■ SOURCE TEXT ■
Several other clubs round out the top end of the private roster, including Greystone Golf & Country Club, with courses by Bobb Cupp and Rees Jones that roll through hills southeast of town, and Old Overton, an even more scenic Tom Fazio/Jerry Pate collaboration east of downtown.
Other worthwhile pursuits include Vestavia Country Club, an older George Cobb production with elevated views that’s in the midst of a Lester George renovation; Pine Tree Country Club (Cobb, 1969) sitting on a wonderful, sloping core site a little north of Old Overton; Hoover Country Club, formerly Green Valley CC (um, okay, it’s Cobb again) sporting dramatic Bill Bergin-renovated greens and bunkers; and Inverness Country Club (designed by…George Cobb? Are you serious? I know the 1950’s and ’60’s were not a time of particular enlightenment for rich white people in Birmingham but could they not at least try to hire someone else to build their courses?), with holes strung through a mature neighborhood but very good Bergin-remodeled greens.
Where You’ll Play
Ross Bridge–The final course to be completed on the Robert Trent Jones Golf Trail, Ross Bridge is really a culmination of all the madness that went into the other sites but presented in a more sophisticated, traditional package. It’s an epic course with big views and big holes, and though it’s more restrained than the golf found elsewhere on the Trail, it doesn’t lack thrills.
Oxmoor Valley–The other Trail site just up the road from Ross Bridge, Oxmoor Valley has as much bang for the buck as you’ll find anywhere in the golf world. It’s cart golf, to be sure, but the up and down, boundless nature of the Ridge Course can be dizzying, while the Valley Course is more relaxed jaunt through a forest area surrounding Little Shades Creek.
Highland Park–Located in the heart of town, Highland Park was the original course for the Country Club of Birmingham. Renovated in the late ’90’s by Bob Cupp, the design is delightful with lots of up and down, tricky greens and one hole after another that will test your wedge game. This is classic, neighborhood golf, the kind you don’t get much anymore.

■ PROVIDED DATA ■
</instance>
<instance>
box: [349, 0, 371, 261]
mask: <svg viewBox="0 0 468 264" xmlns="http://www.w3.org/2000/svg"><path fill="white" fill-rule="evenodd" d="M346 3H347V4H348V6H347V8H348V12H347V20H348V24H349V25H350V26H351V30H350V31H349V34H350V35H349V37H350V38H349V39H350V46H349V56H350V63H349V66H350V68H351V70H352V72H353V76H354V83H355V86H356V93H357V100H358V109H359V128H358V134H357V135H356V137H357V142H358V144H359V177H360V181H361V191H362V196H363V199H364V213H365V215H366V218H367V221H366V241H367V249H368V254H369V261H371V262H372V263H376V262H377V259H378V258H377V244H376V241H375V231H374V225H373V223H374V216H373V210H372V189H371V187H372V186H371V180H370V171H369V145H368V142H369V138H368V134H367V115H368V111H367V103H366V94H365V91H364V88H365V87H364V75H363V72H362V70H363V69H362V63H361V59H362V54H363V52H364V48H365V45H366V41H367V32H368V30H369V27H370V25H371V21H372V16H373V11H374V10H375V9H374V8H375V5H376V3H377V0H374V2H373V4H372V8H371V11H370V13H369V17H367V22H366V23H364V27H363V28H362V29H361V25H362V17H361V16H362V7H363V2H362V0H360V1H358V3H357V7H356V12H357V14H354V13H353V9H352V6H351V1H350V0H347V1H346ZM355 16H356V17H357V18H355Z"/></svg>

■ TASK INSTRUCTIONS ■
Translate this sentence from the Birmingham golf text into Spanish: "This is classic, neighborhood golf, the kind you don't get much anymore." The listing has no connection to the text about Birmingham golf courses.

■ WRITTEN REPLY ■
Este es golf clásico de barrio, del tipo que ya casi no se encuentra.